▸ **Obiettivo A**:
Rispondi alle seguenti domande usando il brano selezionato:
(i) Quanti anni ha Dennis Zoppi?
(ii) Da quale paese arrivano le quattro monorigini Tierra! Lavazza?
(iii) Quale grande drink a base di caffè esiste già nella miscelazione, secondo Zoppi?
▸ **Obiettivo B**: Traduci in inglese questa frase del brano selezionato: "Associamo questo ingrediente a momenti prestabiliti della giornata."
▸ **Obiettivo C**: Estrai dal brano selezionato il passo che parte da "E come mai la" e arriva fino a "inventato nuovi drink.", ricopiandolo senza alcuna modifica.
### Brano selezionato ###
Stile

«I miei cocktail al caffè che sfidano la tradizione italiana»

Il bartender diventa ambassador Lavazza «È un ingrediente aromatico e versatile»

Andrea Cuomo

Aiuto, c'è un espresso nel long drink. E non è l'errore di un barista a cui si è guastato l'orologio, ma una precisa direzione presa da una disciplina, la cosiddetta mixology, che nella sua continua ricerca di territori inesplorati del gusto e dell'estetica, ha finito per coinvolgere anche il caffè come protagonista di accostamenti originali con alcolici, frutti, aromi e spezie. Insomma, un ingrediente. Tra i bartender che stanno esplorando questa nuova tendenza c'è Dennis Zoppi, 37 anni, che di recente è stato nominato ambassador Lavazza dall'azienda torinese: suo compito, dar vita a creazioni di forte impatto gustativo e visivo che utilizzino anche le pregiate miscele Tierra! Lavazza, quattro monorigini che arrivano dal Brasile e che uniscono qualità, rispetto per l'ambiente e attenzione al sociale.

Zoppi, il caffè nei cocktail. Per noi italiani una specie di sacrilegio...

«Noi italiani siamo molto tradizionalisti quando parliamo di caffè. Associamo questo ingrediente a momenti prestabiliti della giornata. E ci sembra strano immaginarlo in un cocktail».

E invece. Quali sono le caratteristiche del caffè secondo lei più adatte alla mixology?

«L'aromaticità ricercata, che a seconda della provenienza dà toni di nocciola, di frutta secca. L'acidità spiccata. L'amaricante. Le tonalità cromatiche. La texture».

E come mai la mixology non aveva mai scoperto questo tesoro?

«In realtà non è una scoperta ma una riscoperta. Nella miscelazione c'è già un grande drink a base di caffè, l'espresso Martini».

Lei però non si è fermato a questo e ha inventato nuovi drink.

«Certo, come il Noir Noir, che porta il caffè in uno dei grandi classici della miscelazione, il Bloody Mary, che si trasforma in una vinaigrette estratta a caldo in cui l'aromaticità e il corpo intenso della Lavazza Tierra! Brasile si abbina magnificamente al pomodoro».
### Dati forniti ###
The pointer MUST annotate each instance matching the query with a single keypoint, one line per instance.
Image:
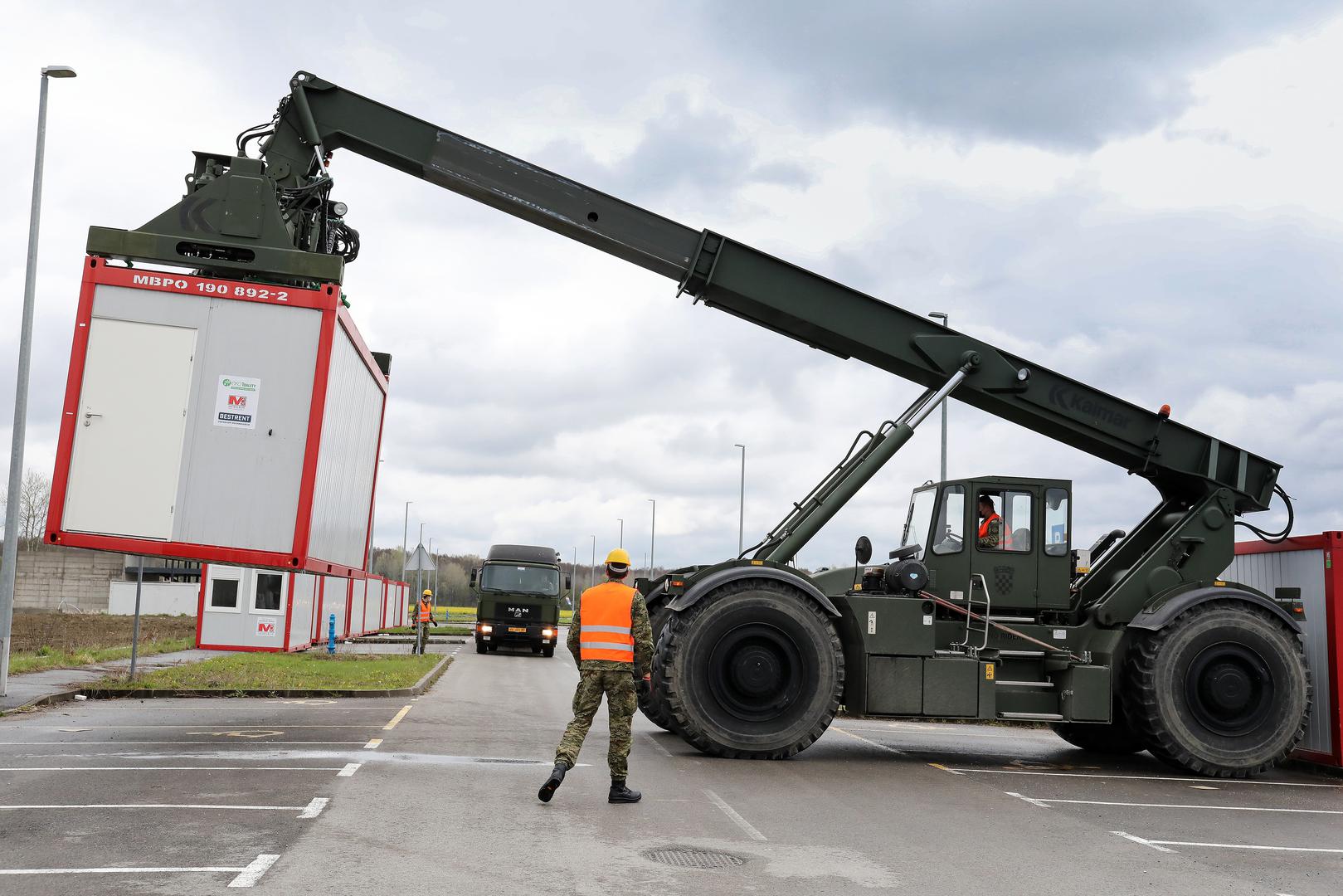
###
▸ **Risposta completa A**:
(i) 37 anni.
(ii) Dal Brasile.
(iii) L'espresso Martini.

▸ **Risposta completa B**: We associate this ingredient with set times of the day.

▸ **Risposta completa C**:
E come mai la mixology non aveva mai scoperto questo tesoro?

«In realtà non è una scoperta ma una riscoperta. Nella miscelazione c'è già un grande drink a base di caffè, l'espresso Martini».

Lei però non si è fermato a questo e ha inventato nuovi drink.